Gegebene Aufgabe A
Was bewertet unser Schulsystem laut dem Text über Kompetenzen statt der Kompetenz?
Gegebene Aufgabe B
Tippe aus dem Text über Kompetenzen den Teil genau ab, der mit „In der Sprachwissenschaft“ beginnt und bis einschließlich „werden (Neumann, 2014:58f.).“ geht.

Vorliegender Text
-*-

Eine Person muss motiviert sein, ein Verhalten auszuführen; das heißt, es muss ein Beweggrund zum Handeln vorliegen. Die Motivation wird von der Erwartung bestimmt, durch das Verhalten eine Belohnung zu bekommen. Diese Erwartungen werden durch Erfahrungen gelernt (Winkel/Petermann & Petermann, 2006:191).
In der Sprachwissenschaft können die folgenden Definitionen festgehalten werden, die einerseits den Kompetenzbegriff und andererseits spezieller die kommunikativen Kompetenzen eingrenzen:
Kompetenzen sind per definitionem als kognitive Prozesse nicht direkt beobachtbar, sondern müssen anhand abgeleiteter Konstrukte untersucht werden. Sie werden dann an der (sprachlichen) Oberfläche in der Performanz sichtbar. Dieses ‚Zeigen‘ der Kompetenz muss in dem oben beschriebenen Rahmen für alle vergleichbar entsprechend initiiert und anhand gemeinsamer, festgelegter Indikatoren ausgewertet werden (Neumann, 2014:58f.).
Vor diesem Hintergrund lässt sich kommunikative Kompetenz als mehrmodulares Konstrukt in Teilkompetenzen untergliedern: in eine Sprachsystemkompetenz (grammatische Kompetenz), eine soziolinguistische Kompeten (Repertoire, Varietäten-, Registerbeherrschung und -bewusstheit, Fähigkeit zum flexiblen Code-Switching), eine pragmatische Kompetenz (zur Zielerreichung), eine Text-/Diskurskompetenz (Textstrukturierungskompetenz) sowie in eine strategische und eine soziale/soziokulturelle Kompetenz (Efing, 2015:21).
Zusammengefasst sind Kompetenzen nicht direkt beobachtbar, sondern erst in ihrer Performanz zu sehen. Unser Schulsystem wiederum beurteilt nicht die Kompetenz, sondern bewertet die Leistungsperformanz, ein Spezifikum der Performanz (von Saldern, 2011:38). Die Schreibkompetenz ist folglich ein latentes Konstrukt, da sie latente Merkmale besitzt, die nicht in Gänze beobachtbar sind (Grabowski, 2017:317). Darauf soll nun genauer eingegangen werden: Um die verborgene Schreibkompetenz zu messen, müssen manifeste Indikatoren gewählt werden: „Die Besonderheit der schreibdidaktischen Erforschung von Textkorpora besteht vor diesem Hintergrund darin, dass nicht einfach nur Texte untersucht werden, sondern Texte als Indikatoren für die Schreibkompetenz eines Individuums“ (Steinhoff, 2017:354) gelten. Schreibaufgaben können Textindikatoren durch die entstandenen Texte vorweisen: „Wie kompetent ein Schreiber oder eine Schreiberin ist, lässt sich am Schreibprozess, aber immer auch am Schreibprodukt erkennen“ (Steinhoff, 2017:352). Schreibkompetenz hängt somit mit der Textproduktion eng zusammen:
Der Begriff Schreibkompetenz fokussiert auf eine effektive, zielgerichtete und adressatenorientierte Textproduktion. Hierfür braucht es neben graphomotorischen und (meta- )kognitiven Prozessen, die den Kern des Schreibens bilden, eine gewisse Schreibmotivation, und Schreiben hat eine soziale Dimension insofern, dass man typischerweise für jemanden schreibt oder – zunehmend – mit jemandem (Philipp, 2015b: 9).

-*-

Gespeicherte Daten
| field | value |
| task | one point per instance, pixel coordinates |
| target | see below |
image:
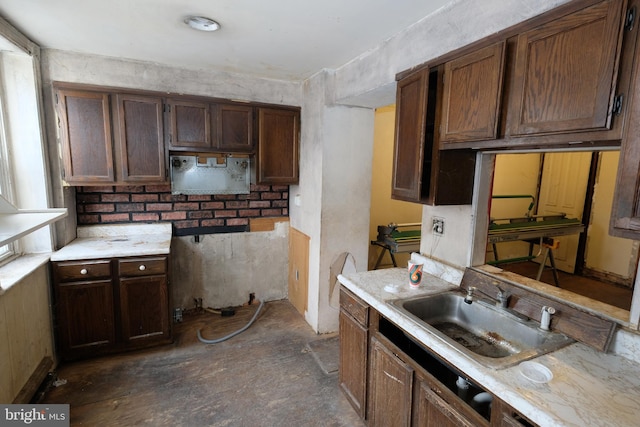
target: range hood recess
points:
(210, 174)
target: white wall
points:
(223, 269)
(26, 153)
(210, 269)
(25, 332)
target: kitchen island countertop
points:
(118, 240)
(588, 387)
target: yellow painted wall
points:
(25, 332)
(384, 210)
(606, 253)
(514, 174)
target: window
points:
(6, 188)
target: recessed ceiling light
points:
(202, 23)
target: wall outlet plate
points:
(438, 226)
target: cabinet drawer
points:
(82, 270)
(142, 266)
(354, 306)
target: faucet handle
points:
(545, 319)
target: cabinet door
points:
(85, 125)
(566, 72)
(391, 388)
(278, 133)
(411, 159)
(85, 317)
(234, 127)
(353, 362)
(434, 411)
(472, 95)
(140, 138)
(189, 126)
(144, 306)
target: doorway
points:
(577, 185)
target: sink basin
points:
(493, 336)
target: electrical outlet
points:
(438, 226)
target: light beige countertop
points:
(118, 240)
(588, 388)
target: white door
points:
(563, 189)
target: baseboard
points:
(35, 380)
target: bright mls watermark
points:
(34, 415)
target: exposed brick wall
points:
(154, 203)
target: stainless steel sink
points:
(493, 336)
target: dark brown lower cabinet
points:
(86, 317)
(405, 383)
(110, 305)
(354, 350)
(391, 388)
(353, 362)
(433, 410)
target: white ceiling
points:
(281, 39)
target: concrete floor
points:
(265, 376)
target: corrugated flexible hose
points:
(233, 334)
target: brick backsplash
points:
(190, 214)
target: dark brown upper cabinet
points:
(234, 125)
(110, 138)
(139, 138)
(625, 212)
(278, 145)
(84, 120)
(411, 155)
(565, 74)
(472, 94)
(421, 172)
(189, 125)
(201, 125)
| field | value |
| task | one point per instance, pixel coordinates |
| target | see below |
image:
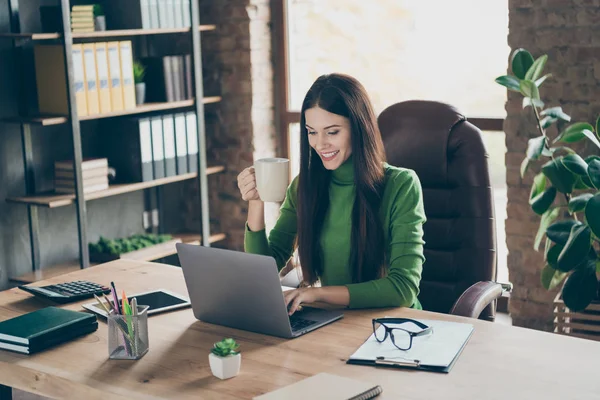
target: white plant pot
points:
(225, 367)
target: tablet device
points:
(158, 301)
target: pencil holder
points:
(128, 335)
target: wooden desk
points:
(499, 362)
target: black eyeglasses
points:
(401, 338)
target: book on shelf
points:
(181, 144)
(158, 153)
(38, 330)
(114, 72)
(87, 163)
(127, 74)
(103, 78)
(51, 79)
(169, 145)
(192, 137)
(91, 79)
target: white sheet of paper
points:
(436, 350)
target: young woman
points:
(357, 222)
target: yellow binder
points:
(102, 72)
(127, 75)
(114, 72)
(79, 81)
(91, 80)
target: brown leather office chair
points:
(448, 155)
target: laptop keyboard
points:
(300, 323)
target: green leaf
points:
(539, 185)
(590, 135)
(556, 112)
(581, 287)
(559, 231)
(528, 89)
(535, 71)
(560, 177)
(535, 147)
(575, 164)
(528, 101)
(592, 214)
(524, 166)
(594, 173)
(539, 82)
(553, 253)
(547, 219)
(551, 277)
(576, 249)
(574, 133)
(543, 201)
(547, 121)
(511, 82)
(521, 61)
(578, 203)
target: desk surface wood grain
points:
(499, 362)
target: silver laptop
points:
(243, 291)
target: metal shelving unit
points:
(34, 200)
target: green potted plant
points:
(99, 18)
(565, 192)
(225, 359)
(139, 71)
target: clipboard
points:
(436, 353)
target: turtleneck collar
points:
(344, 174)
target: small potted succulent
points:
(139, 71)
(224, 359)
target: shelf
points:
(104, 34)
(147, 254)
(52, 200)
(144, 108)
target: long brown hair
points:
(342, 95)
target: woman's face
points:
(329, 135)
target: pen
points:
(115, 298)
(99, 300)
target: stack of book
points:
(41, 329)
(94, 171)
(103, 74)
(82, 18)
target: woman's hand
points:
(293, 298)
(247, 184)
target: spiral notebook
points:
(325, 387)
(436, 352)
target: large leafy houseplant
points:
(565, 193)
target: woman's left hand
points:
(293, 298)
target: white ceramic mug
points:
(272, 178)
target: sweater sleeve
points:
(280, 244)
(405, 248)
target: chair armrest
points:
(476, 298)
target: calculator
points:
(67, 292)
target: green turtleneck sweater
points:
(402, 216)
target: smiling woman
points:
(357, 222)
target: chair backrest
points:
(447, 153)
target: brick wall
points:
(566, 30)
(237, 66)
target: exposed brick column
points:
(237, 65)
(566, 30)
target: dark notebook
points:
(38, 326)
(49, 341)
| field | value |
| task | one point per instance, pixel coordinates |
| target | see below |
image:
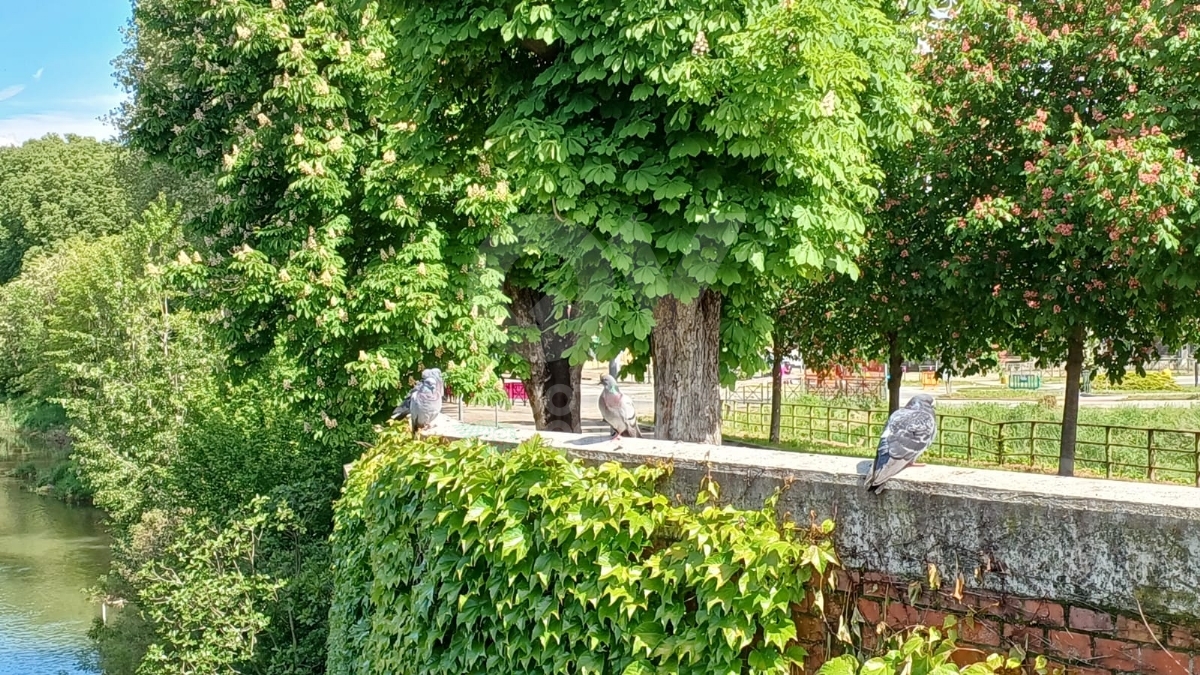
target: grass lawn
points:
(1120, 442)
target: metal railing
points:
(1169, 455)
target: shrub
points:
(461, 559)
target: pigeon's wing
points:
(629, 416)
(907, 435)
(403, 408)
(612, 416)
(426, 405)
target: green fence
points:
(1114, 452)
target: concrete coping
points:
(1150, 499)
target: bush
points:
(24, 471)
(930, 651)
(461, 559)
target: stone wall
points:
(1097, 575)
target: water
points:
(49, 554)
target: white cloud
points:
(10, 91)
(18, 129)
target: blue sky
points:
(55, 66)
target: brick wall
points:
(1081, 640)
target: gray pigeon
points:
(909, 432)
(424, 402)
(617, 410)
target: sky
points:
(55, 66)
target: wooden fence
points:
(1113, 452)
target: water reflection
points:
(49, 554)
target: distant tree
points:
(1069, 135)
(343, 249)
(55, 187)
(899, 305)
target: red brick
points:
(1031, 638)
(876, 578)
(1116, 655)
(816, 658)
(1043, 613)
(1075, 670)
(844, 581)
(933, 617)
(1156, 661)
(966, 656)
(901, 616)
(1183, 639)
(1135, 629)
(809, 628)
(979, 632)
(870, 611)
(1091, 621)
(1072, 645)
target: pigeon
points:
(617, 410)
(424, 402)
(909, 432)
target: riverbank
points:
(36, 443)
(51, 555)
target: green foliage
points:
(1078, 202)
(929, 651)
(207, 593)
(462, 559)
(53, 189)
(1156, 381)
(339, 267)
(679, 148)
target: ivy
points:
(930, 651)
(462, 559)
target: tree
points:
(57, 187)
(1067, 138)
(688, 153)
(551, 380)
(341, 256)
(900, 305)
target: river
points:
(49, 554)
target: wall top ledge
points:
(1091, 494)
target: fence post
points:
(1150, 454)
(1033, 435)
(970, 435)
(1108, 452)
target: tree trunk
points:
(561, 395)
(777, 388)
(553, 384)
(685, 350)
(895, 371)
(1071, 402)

-*-

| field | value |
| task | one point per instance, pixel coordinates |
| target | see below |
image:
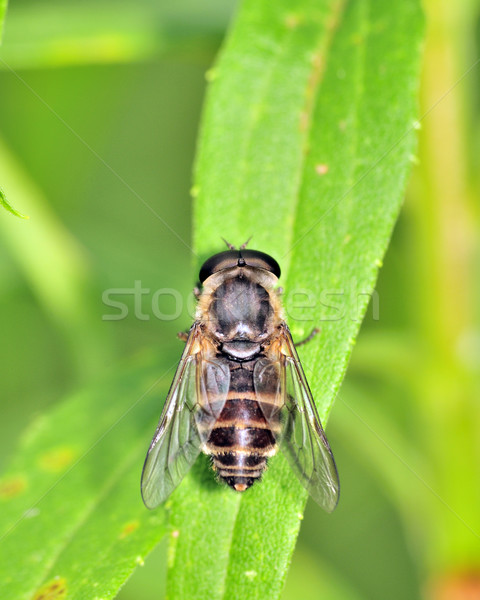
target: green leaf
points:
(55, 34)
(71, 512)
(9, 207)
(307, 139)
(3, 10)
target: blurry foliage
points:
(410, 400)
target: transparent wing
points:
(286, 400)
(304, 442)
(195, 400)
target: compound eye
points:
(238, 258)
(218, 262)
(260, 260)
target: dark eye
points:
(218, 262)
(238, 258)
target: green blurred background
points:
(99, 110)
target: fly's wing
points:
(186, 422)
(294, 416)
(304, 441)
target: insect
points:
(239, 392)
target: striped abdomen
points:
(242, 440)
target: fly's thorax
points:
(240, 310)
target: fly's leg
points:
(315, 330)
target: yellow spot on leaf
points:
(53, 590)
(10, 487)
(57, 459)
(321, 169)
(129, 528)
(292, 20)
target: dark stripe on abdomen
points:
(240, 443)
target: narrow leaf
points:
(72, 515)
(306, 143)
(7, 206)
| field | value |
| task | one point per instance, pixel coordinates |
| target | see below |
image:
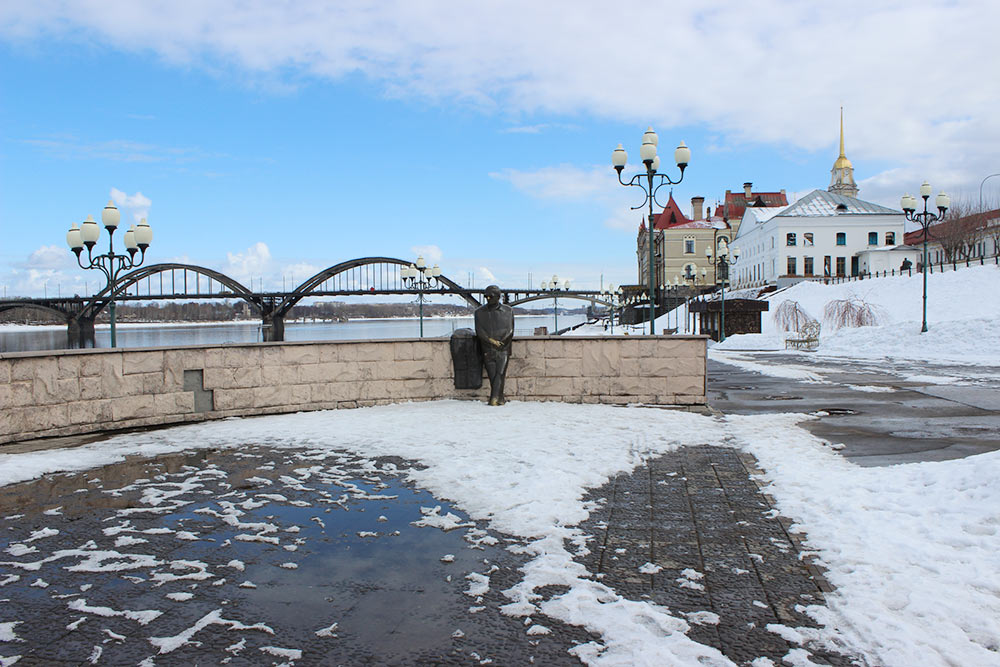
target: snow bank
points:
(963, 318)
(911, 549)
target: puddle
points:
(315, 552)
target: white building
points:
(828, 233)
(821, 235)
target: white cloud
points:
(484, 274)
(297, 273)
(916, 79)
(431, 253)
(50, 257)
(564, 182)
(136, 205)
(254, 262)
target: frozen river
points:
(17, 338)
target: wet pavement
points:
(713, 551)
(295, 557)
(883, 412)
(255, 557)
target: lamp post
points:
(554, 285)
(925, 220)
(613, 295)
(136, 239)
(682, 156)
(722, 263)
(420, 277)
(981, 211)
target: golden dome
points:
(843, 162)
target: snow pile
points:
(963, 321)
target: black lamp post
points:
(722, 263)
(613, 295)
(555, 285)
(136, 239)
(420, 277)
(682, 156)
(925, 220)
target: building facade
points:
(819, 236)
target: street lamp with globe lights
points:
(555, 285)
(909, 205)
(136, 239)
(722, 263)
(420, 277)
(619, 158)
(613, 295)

-*-

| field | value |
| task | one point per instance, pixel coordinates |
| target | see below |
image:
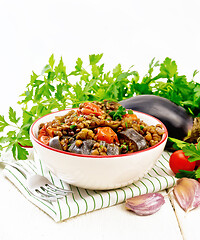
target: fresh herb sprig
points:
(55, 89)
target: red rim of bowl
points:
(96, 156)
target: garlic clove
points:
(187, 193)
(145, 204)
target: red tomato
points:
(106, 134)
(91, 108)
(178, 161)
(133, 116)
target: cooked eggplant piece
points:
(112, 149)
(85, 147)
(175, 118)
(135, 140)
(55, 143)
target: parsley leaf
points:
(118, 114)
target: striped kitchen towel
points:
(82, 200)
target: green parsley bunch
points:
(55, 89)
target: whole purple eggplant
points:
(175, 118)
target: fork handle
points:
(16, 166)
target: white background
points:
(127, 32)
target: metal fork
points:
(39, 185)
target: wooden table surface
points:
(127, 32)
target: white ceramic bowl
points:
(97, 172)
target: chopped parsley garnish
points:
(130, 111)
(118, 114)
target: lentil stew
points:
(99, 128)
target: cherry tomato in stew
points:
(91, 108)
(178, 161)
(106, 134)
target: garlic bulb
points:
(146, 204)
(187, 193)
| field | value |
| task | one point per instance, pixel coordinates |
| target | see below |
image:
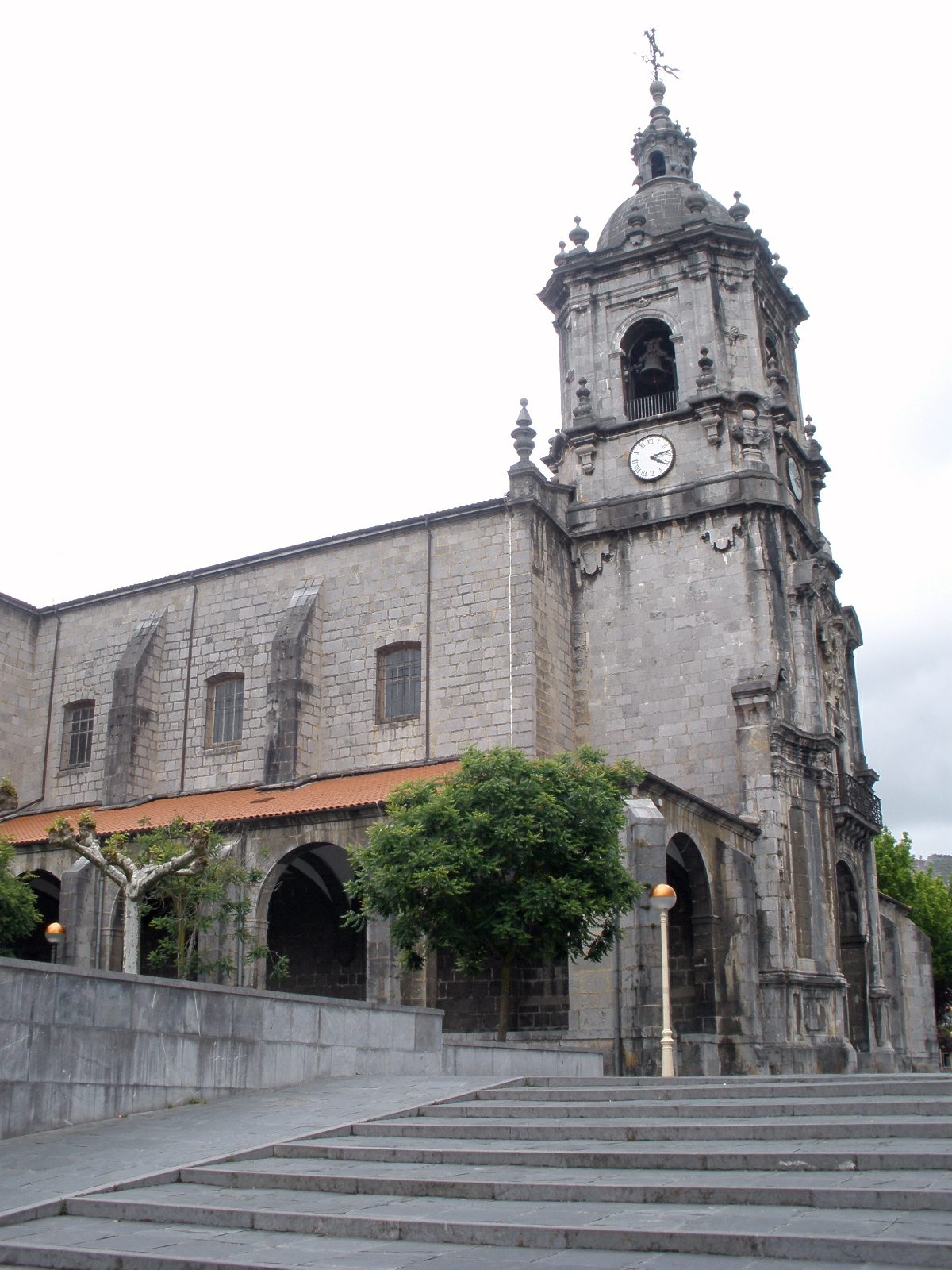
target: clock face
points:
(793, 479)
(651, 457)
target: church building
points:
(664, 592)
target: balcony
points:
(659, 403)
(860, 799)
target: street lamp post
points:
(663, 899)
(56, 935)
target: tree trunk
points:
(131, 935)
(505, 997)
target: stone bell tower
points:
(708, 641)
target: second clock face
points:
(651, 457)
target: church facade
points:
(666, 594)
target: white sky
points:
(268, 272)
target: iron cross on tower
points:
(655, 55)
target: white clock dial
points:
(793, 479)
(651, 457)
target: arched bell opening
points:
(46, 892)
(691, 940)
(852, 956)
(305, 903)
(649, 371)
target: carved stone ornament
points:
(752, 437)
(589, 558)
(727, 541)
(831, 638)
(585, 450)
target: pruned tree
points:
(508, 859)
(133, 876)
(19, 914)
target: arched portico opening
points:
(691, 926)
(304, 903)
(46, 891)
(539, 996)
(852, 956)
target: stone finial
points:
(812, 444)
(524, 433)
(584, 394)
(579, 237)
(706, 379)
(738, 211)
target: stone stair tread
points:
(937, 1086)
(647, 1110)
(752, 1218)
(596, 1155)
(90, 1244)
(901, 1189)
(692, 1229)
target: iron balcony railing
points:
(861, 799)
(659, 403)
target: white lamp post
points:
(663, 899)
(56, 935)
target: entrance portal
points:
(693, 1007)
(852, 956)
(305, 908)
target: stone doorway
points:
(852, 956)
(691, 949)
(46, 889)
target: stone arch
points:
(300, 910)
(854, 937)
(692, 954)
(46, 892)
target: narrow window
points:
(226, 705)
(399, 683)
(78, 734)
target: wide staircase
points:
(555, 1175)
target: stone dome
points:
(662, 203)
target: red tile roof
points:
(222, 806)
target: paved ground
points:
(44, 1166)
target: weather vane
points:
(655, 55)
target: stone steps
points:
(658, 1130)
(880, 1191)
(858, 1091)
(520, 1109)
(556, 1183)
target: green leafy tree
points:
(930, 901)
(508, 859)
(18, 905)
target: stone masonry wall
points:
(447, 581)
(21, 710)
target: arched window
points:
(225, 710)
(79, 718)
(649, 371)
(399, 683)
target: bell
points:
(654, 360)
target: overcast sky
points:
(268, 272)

-*-

Vollständige Antwort A
Die Leistungsperformanz.

Vollständige Antwort B
In der Sprachwissenschaft können die folgenden Definitionen festgehalten werden, die einerseits den Kompetenzbegriff und andererseits spezieller die kommunikativen Kompetenzen eingrenzen:
Kompetenzen sind per definitionem als kognitive Prozesse nicht direkt beobachtbar, sondern müssen anhand abgeleiteter Konstrukte untersucht werden. Sie werden dann an der (sprachlichen) Oberfläche in der Performanz sichtbar. Dieses ‚Zeigen‘ der Kompetenz muss in dem oben beschriebenen Rahmen für alle vergleichbar entsprechend initiiert und anhand gemeinsamer, festgelegter Indikatoren ausgewertet werden (Neumann, 2014:58f.).